▸ **Prompt**:
Please write out every line of the items below as a numbered list, skipping blank lines and leaving the pictures out.

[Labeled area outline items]
——

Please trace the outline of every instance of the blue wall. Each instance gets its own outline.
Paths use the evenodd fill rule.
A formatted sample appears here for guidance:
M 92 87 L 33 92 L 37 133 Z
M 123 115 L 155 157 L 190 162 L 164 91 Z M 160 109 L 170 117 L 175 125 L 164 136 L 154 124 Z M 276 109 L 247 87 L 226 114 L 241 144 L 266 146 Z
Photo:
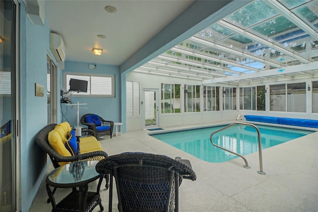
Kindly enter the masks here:
M 66 61 L 65 62 L 65 71 L 63 71 L 63 77 L 69 73 L 72 74 L 98 74 L 115 75 L 115 97 L 77 97 L 73 95 L 72 100 L 73 103 L 86 103 L 87 105 L 80 105 L 80 107 L 87 107 L 87 109 L 80 109 L 80 117 L 86 113 L 94 113 L 98 115 L 106 120 L 111 120 L 114 122 L 121 121 L 121 103 L 120 103 L 120 74 L 119 68 L 116 66 L 109 66 L 97 64 L 96 70 L 88 70 L 88 64 L 74 61 Z M 64 79 L 62 80 L 64 82 Z M 66 87 L 66 85 L 63 87 Z M 62 104 L 62 112 L 65 114 L 67 110 L 67 114 L 65 116 L 66 119 L 62 117 L 63 121 L 68 121 L 71 124 L 77 125 L 77 110 L 71 109 L 70 106 L 67 106 L 65 103 Z M 74 106 L 76 108 L 77 106 Z M 79 122 L 80 125 L 80 122 Z
M 20 10 L 20 175 L 21 211 L 27 212 L 47 169 L 46 154 L 37 145 L 34 138 L 47 123 L 46 55 L 51 51 L 47 22 L 44 26 L 33 26 L 23 2 Z M 35 96 L 35 83 L 44 86 L 43 97 Z

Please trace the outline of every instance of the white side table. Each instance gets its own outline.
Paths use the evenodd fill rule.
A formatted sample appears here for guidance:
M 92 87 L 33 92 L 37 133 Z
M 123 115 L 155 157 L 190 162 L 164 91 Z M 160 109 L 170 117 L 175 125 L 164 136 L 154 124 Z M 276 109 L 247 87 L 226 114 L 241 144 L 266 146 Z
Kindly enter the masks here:
M 120 133 L 120 136 L 121 136 L 121 127 L 123 125 L 123 123 L 121 122 L 115 122 L 114 123 L 114 126 L 116 126 L 116 136 L 117 136 L 117 135 Z M 119 126 L 119 132 L 118 132 L 118 126 Z

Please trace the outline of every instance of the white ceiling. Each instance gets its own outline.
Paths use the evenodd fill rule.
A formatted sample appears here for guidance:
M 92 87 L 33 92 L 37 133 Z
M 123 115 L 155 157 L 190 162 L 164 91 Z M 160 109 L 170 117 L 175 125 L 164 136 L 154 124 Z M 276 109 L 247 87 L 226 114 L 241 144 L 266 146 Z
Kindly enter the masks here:
M 47 0 L 45 16 L 51 31 L 63 38 L 68 61 L 130 65 L 136 52 L 148 56 L 144 45 L 155 36 L 180 35 L 166 33 L 167 26 L 185 23 L 187 37 L 140 60 L 134 71 L 233 86 L 318 77 L 318 1 L 231 1 Z M 117 12 L 106 12 L 106 5 Z M 203 7 L 192 9 L 198 5 Z M 185 10 L 187 16 L 175 21 Z M 94 55 L 93 48 L 103 49 L 102 55 Z
M 63 39 L 67 60 L 119 66 L 193 2 L 51 0 L 45 12 L 51 31 Z M 117 12 L 107 12 L 106 5 Z M 94 55 L 93 48 L 103 49 L 102 55 Z

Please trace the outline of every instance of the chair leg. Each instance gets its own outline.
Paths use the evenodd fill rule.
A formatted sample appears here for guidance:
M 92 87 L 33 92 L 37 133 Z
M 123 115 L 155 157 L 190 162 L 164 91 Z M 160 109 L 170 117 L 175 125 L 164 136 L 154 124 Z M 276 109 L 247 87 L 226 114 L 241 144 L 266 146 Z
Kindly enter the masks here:
M 54 193 L 55 193 L 55 191 L 56 191 L 56 189 L 57 189 L 57 188 L 54 188 L 53 189 L 53 191 L 52 192 L 52 195 L 54 195 Z M 50 203 L 51 202 L 51 200 L 50 200 L 50 198 L 48 198 L 48 200 L 46 201 L 47 203 Z
M 108 188 L 109 188 L 109 175 L 105 174 L 104 175 L 104 178 L 106 180 L 106 185 L 105 186 L 105 187 L 106 188 L 106 189 L 108 189 Z

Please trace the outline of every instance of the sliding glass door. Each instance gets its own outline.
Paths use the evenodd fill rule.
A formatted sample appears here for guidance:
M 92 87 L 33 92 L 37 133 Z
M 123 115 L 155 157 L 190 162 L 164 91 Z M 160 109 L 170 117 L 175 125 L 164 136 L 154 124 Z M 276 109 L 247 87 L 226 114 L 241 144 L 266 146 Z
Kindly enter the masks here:
M 0 1 L 0 211 L 16 211 L 17 6 Z

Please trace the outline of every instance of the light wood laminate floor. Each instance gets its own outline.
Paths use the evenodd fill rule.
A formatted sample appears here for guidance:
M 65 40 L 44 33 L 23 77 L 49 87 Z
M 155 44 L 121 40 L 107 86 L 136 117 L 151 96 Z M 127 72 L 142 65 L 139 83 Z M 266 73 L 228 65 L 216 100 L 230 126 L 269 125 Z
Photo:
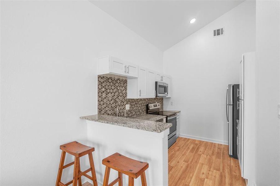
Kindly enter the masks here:
M 228 152 L 227 145 L 178 138 L 168 150 L 168 186 L 246 186 Z
M 168 150 L 169 186 L 246 186 L 227 145 L 178 138 Z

——

▸ **Completed task**:
1. Please trace the outline of every instance of the blue wall. Each instance gets its own outline.
2. Paths use the evenodd fill rule.
3. A formatted sample appears here for guidance:
4. M 92 87 L 33 92 L 37 133 Z
5. M 123 115 L 155 157 L 190 162 L 164 91 Z M 160 109 L 170 117 L 175 125 L 164 136 L 154 124 Z M 276 109 L 247 87 L 226 114 L 241 144 L 266 146 Z
6. Photo:
7. Kindly enter the masks here:
8. M 66 61 L 65 62 L 65 71 L 63 71 L 63 77 L 69 73 L 72 74 L 98 74 L 115 75 L 115 97 L 77 97 L 73 95 L 72 100 L 73 103 L 86 103 L 87 105 L 80 105 L 80 107 L 87 107 L 87 109 L 80 109 L 80 117 L 86 113 L 94 113 L 98 115 L 106 120 L 111 120 L 114 122 L 121 121 L 121 103 L 120 103 L 120 74 L 119 68 L 116 66 L 109 66 L 97 64 L 96 70 L 88 70 L 88 64 L 74 61 Z M 64 79 L 62 80 L 64 82 Z M 66 87 L 66 85 L 63 87 Z M 62 104 L 62 112 L 65 114 L 67 110 L 67 114 L 65 116 L 66 119 L 62 117 L 63 121 L 68 121 L 71 124 L 77 125 L 77 110 L 71 109 L 70 106 L 67 106 L 65 103 Z M 74 106 L 76 108 L 77 106 Z M 79 122 L 80 125 L 80 122 Z
9. M 20 10 L 20 175 L 21 211 L 27 212 L 47 169 L 46 154 L 37 145 L 34 138 L 47 123 L 46 55 L 51 51 L 47 22 L 44 26 L 33 26 L 23 2 Z M 35 96 L 35 83 L 44 86 L 43 97 Z
10. Please trace the outline of every instance of the white side table. Each instance gets its own outline.
11. Paths use the evenodd fill rule.
12. A formatted sample appears here for guidance:
13. M 92 87 L 33 92 L 37 133 Z
14. M 123 115 L 155 157 L 190 162 L 164 91 Z M 160 109 L 170 117 L 175 125 L 164 136 L 154 124 Z M 276 109 L 247 87 L 226 114 L 241 144 L 266 146 Z
15. Kindly enter the masks here:
16. M 120 133 L 120 136 L 121 136 L 121 127 L 123 125 L 123 123 L 121 122 L 115 122 L 114 123 L 114 126 L 116 126 L 116 136 L 117 136 L 117 135 Z M 119 126 L 119 132 L 118 132 L 118 126 Z
17. Please trace the outline of every instance of the white ceiling. Each instance gets its own outline.
18. Paths use the evenodd fill rule.
19. A formatted sample appears here for guidance:
20. M 92 87 L 33 92 L 37 133 Z
21. M 123 115 L 155 157 L 190 162 L 164 91 Z M 160 109 L 170 117 L 175 125 L 164 136 L 154 124 Z M 276 109 L 247 87 L 226 114 L 241 144 L 266 146 Z
22. Kindly enter the masks here:
23. M 47 0 L 45 16 L 51 31 L 63 38 L 68 61 L 130 65 L 136 52 L 148 56 L 144 45 L 155 36 L 180 35 L 166 33 L 167 26 L 185 23 L 187 37 L 140 60 L 134 71 L 233 86 L 318 77 L 318 1 L 231 1 Z M 117 12 L 106 12 L 106 5 Z M 203 7 L 192 9 L 198 5 Z M 185 10 L 187 16 L 175 21 Z M 94 55 L 93 48 L 103 49 L 102 55 Z
24. M 63 39 L 67 60 L 119 66 L 193 2 L 51 0 L 45 12 L 51 31 Z M 117 12 L 107 12 L 106 5 Z M 94 55 L 93 48 L 103 49 L 102 55 Z
25. Please trace the outline of every instance of the chair leg. Each instance gets its own outline.
26. Paths use the evenodd fill rule.
27. A formatted sample appears here for guidance:
28. M 92 87 L 33 92 L 37 133 Z
29. M 123 115 L 155 157 L 190 162 L 164 91 Z M 160 109 L 170 117 L 175 125 L 164 136 L 154 124 Z M 276 109 L 247 87 L 226 114 L 241 144 L 266 146 Z
30. Kindly enter the masks here:
31. M 54 193 L 55 193 L 55 191 L 56 191 L 56 189 L 57 189 L 57 188 L 54 188 L 53 189 L 53 191 L 52 192 L 52 195 L 54 195 Z M 50 203 L 51 202 L 51 200 L 50 200 L 50 198 L 48 198 L 48 200 L 46 201 L 47 203 Z
32. M 108 188 L 109 188 L 109 175 L 105 174 L 104 175 L 104 178 L 106 180 L 106 185 L 105 186 L 105 187 L 106 188 L 106 189 L 108 189 Z
33. Please trace the outline of every instance of the sliding glass door. Each instance gets its own outline.
34. Paths use the evenodd fill rule.
35. A formatted sample appears here for guidance:
36. M 92 87 L 33 92 L 37 133 Z
37. M 123 115 L 155 157 L 190 162 L 164 91 Z M 160 109 L 170 117 L 175 125 L 164 136 L 154 124 Z M 276 109 L 247 87 L 226 114 L 241 144 L 266 146 Z
38. Kindly enter the masks here:
39. M 0 1 L 0 211 L 16 211 L 17 6 Z
40. Please trace the outline of every instance of the light wood laminate floor. Each instance gets its own outline.
41. Paths use the evenodd fill rule.
42. A formatted sample appears here for guidance:
43. M 65 40 L 44 33 L 23 77 L 49 87 Z
44. M 155 44 L 121 40 L 107 86 L 136 117 L 151 96 Z M 127 72 L 142 65 L 139 83 Z M 266 73 L 228 65 L 216 100 L 230 126 L 269 125 Z
45. Photo:
46. Kindly enter the masks here:
47. M 228 152 L 227 145 L 178 138 L 168 150 L 168 186 L 246 186 Z
48. M 168 150 L 169 186 L 246 186 L 227 145 L 178 138 Z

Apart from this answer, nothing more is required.